> [Source material]
● ● ● ● ●
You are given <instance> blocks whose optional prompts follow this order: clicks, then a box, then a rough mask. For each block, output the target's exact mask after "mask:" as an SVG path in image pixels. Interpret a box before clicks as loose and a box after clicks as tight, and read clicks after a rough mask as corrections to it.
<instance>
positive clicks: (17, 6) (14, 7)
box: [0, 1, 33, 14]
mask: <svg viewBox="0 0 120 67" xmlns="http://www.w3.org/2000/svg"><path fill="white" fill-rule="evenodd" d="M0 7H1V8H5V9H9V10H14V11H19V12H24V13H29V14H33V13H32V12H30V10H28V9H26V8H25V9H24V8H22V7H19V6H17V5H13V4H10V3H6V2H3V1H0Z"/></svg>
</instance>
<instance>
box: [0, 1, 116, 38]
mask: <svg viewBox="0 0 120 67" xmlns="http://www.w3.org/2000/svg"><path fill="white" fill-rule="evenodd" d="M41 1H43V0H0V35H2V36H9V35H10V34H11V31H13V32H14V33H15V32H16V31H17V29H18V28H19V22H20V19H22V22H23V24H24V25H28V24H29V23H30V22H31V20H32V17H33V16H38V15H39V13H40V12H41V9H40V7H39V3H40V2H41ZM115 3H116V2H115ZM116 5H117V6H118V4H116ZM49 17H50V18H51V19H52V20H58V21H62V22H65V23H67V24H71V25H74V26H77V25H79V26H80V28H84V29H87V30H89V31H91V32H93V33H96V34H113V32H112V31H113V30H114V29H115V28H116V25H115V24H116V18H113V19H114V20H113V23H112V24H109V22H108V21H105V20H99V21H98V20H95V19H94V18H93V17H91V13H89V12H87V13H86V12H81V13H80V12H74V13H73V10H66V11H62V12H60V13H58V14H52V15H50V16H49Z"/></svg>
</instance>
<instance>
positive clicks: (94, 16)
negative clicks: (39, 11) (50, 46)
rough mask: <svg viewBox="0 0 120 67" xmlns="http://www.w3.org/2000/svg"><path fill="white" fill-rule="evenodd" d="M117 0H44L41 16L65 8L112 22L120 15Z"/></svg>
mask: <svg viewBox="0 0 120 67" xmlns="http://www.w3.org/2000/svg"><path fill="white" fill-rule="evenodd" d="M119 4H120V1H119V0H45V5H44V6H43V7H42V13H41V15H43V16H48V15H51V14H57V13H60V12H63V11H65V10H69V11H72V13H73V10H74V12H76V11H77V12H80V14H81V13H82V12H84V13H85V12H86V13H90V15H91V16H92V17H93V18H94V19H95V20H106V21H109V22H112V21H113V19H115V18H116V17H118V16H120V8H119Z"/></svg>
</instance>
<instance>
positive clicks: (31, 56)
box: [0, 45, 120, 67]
● ● ● ● ●
> [About this task] Rewrite all the records above, replacing every "positive clicks" with "foreground clicks" and leaving everything else unchanged.

> [Result of the exercise]
You are given <instance> blocks whose optional prompts follow this order: clicks, then a box, then a rough mask. For each block, output the target's exact mask after "mask:" as an SVG path in image pixels. Interpret a box before clicks as loose and a box after clicks as tight, and read clicks after a rough mask as corrections to it.
<instance>
foreground clicks: (17, 6) (14, 7)
box: [0, 1, 33, 14]
mask: <svg viewBox="0 0 120 67" xmlns="http://www.w3.org/2000/svg"><path fill="white" fill-rule="evenodd" d="M0 7H1V8H5V9H9V10H14V11H19V12H24V13H29V14H33V13H32V12H30V10H28V9H26V8H25V9H24V8H22V7H19V6H17V5H13V4H10V3H6V2H3V1H0Z"/></svg>
</instance>
<instance>
box: [0, 1, 116, 38]
mask: <svg viewBox="0 0 120 67" xmlns="http://www.w3.org/2000/svg"><path fill="white" fill-rule="evenodd" d="M41 1H43V0H0V35H2V36H9V35H10V34H11V31H13V32H14V33H15V32H16V31H17V29H18V28H19V22H20V19H22V22H23V24H24V25H28V24H29V23H30V22H31V20H32V17H33V16H38V15H39V13H40V12H41V9H40V7H39V3H40V2H41ZM115 3H116V2H115ZM116 5H117V6H118V4H116ZM49 17H50V18H51V19H52V20H58V21H62V22H65V23H67V24H71V25H74V26H77V25H79V26H80V28H84V29H87V30H89V31H91V32H93V33H96V34H113V32H112V31H113V30H114V29H115V28H116V25H115V24H116V18H113V19H114V20H113V23H112V24H109V22H108V21H105V20H99V21H98V20H95V19H94V18H93V17H91V13H89V12H87V13H86V12H81V13H80V12H74V13H73V10H66V11H62V12H60V13H58V14H52V15H50V16H49Z"/></svg>
</instance>
<instance>
foreground clicks: (94, 16)
negative clicks: (39, 11) (50, 46)
rough mask: <svg viewBox="0 0 120 67" xmlns="http://www.w3.org/2000/svg"><path fill="white" fill-rule="evenodd" d="M117 0H44L41 16L65 8L112 22L120 15Z"/></svg>
mask: <svg viewBox="0 0 120 67" xmlns="http://www.w3.org/2000/svg"><path fill="white" fill-rule="evenodd" d="M119 4H120V1H119V0H45V5H44V6H43V7H42V13H41V15H43V16H48V15H51V14H57V13H60V12H63V11H65V10H69V11H72V13H73V10H74V12H76V11H77V12H80V14H81V13H82V12H84V13H85V12H86V13H90V15H91V16H92V17H93V18H94V19H95V20H106V21H109V22H112V21H113V19H115V18H116V17H118V16H120V8H119Z"/></svg>
</instance>
<instance>
foreground clicks: (31, 56)
box: [0, 45, 120, 67]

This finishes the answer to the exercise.